*Exercise description*.
Copy the material below from its start through the line containing "x=412 y=515", keeping the requests, and shift every coordinate in the answers by adding 141 to it.
━━━━━━━━━━
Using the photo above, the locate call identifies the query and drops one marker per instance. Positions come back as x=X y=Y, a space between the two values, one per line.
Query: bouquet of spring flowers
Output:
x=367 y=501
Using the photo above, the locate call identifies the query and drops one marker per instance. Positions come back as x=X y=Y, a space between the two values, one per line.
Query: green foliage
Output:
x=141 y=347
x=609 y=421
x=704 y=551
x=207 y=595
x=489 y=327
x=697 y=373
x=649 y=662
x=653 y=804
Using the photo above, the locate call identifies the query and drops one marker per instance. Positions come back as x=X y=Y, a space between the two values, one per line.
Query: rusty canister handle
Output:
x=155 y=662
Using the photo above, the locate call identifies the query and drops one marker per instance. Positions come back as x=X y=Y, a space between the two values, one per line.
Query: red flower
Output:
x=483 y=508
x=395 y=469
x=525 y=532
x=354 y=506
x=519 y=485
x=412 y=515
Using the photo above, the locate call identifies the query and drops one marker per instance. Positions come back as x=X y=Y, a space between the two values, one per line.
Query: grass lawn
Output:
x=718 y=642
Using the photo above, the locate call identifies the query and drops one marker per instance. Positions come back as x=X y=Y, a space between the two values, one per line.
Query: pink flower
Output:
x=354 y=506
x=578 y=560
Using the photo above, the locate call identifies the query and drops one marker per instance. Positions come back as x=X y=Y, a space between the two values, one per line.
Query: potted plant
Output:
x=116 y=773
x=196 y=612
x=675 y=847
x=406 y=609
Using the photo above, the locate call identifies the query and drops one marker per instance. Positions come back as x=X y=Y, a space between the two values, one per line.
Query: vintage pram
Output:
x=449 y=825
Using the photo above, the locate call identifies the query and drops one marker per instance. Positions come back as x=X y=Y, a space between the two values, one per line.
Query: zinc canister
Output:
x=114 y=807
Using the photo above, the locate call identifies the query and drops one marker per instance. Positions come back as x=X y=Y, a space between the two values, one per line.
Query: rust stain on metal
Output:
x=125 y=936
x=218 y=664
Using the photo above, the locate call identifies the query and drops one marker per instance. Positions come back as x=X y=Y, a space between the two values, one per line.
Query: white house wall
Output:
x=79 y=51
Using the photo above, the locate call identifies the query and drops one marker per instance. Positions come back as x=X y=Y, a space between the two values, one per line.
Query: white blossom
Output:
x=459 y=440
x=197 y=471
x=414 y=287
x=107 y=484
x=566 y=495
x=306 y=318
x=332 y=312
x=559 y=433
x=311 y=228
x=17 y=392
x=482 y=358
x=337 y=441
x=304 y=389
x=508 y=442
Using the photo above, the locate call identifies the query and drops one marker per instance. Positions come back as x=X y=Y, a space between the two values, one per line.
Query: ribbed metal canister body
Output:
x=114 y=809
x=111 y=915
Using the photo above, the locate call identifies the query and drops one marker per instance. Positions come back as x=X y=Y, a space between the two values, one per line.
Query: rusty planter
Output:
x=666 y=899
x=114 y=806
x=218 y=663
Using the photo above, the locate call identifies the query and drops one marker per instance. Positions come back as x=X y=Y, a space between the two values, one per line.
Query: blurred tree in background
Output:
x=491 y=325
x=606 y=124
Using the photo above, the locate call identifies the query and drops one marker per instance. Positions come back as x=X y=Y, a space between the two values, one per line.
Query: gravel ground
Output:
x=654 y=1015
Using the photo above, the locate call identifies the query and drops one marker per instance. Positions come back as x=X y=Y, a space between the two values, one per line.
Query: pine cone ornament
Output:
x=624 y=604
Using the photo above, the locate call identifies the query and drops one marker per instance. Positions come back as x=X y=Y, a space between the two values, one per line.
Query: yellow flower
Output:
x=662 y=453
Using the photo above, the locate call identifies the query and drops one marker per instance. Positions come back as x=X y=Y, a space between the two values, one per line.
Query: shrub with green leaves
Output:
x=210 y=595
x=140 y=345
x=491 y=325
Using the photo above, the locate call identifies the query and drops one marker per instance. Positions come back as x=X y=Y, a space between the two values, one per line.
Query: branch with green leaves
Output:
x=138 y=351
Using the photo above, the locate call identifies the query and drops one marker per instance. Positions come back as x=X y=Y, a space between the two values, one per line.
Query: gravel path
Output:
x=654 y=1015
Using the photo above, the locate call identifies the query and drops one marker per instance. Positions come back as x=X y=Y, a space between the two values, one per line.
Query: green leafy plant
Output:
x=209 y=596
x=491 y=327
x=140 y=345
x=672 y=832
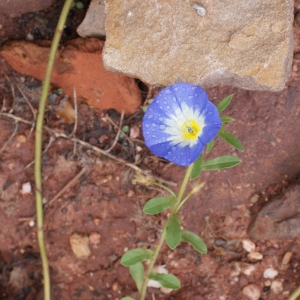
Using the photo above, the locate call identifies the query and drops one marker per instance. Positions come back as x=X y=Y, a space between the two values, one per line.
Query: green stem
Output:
x=163 y=234
x=38 y=147
x=295 y=294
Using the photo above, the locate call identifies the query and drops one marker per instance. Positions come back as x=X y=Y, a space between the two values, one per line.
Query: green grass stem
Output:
x=38 y=148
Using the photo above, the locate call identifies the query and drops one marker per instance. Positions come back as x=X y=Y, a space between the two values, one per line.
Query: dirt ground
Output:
x=87 y=193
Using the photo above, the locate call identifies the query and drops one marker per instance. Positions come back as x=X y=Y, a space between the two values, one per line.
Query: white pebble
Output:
x=276 y=287
x=255 y=256
x=251 y=291
x=248 y=245
x=270 y=273
x=26 y=188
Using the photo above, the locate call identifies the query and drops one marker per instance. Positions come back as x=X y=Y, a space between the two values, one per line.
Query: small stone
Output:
x=80 y=245
x=254 y=198
x=94 y=238
x=243 y=280
x=268 y=283
x=286 y=258
x=255 y=256
x=134 y=132
x=270 y=273
x=276 y=287
x=248 y=245
x=93 y=24
x=114 y=286
x=26 y=188
x=165 y=290
x=97 y=221
x=251 y=291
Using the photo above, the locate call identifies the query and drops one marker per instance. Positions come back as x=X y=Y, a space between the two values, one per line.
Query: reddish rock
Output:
x=18 y=7
x=78 y=65
x=279 y=219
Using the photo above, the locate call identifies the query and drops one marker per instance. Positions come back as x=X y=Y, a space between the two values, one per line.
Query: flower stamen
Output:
x=191 y=130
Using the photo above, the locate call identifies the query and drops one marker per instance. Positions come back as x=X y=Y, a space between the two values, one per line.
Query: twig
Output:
x=32 y=110
x=76 y=119
x=10 y=138
x=118 y=134
x=66 y=187
x=12 y=91
x=98 y=150
x=46 y=149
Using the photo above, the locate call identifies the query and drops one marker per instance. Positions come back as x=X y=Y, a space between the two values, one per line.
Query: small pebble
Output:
x=26 y=188
x=276 y=287
x=251 y=291
x=270 y=273
x=80 y=245
x=248 y=245
x=254 y=198
x=286 y=258
x=255 y=256
x=94 y=238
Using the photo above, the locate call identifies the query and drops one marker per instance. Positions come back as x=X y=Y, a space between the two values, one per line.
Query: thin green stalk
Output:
x=38 y=147
x=295 y=294
x=163 y=235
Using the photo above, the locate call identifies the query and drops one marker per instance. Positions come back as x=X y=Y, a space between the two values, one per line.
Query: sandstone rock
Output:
x=248 y=44
x=248 y=245
x=270 y=273
x=279 y=219
x=18 y=7
x=93 y=24
x=251 y=291
x=78 y=65
x=80 y=245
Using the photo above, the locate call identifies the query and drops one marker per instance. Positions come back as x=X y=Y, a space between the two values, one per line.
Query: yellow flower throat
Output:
x=190 y=130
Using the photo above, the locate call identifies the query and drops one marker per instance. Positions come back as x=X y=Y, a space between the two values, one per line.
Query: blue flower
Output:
x=180 y=122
━━━━━━━━━━
*Task solution*.
Using the photo above, the locate call identifies the query and drops one marker per instance. Positions come back as x=X y=Y, a space between the two values, one per line.
Query: bouquet of spring flowers
Output:
x=508 y=642
Using the photo above, the locate call identifies the query and drops one marker per instance. Positions come back as x=X y=Y, a space between the two values, one per line.
Query: green foliage
Output:
x=282 y=488
x=750 y=562
x=845 y=692
x=348 y=736
x=630 y=468
x=838 y=514
x=790 y=803
x=794 y=945
Using the photo above, the locate call identifies the query and drops one marker per instance. Positions come back as x=X y=Y, a space between the two values, one per line.
Query: rusty canister handle
Output:
x=296 y=803
Using the photo above, the locate call identifies the query and drops one marker per instance. Positions come back as x=X y=Y, a space between the two values, one per line.
Query: red flower
Output:
x=624 y=649
x=536 y=610
x=666 y=673
x=495 y=647
x=660 y=626
x=553 y=656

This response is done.